▶ **Problem details**
Nothing in the entries may differ when you return them.

▶ **Records contained in a dataset**
※ ※ ※

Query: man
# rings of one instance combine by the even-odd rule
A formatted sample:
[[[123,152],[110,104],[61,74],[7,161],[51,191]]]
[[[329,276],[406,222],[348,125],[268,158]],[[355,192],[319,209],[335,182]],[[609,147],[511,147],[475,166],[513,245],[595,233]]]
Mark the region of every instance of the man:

※ ※ ※

▶ **Written response**
Query: man
# rings of one instance combine by the even-odd rule
A formatted sample:
[[[123,152],[110,104],[61,74],[7,161],[51,191]]]
[[[329,276],[406,222],[348,125],[268,158]],[[355,192],[319,209],[335,182]],[[609,147],[511,147],[475,166],[513,245],[595,233]]]
Mark the region of every instance of the man:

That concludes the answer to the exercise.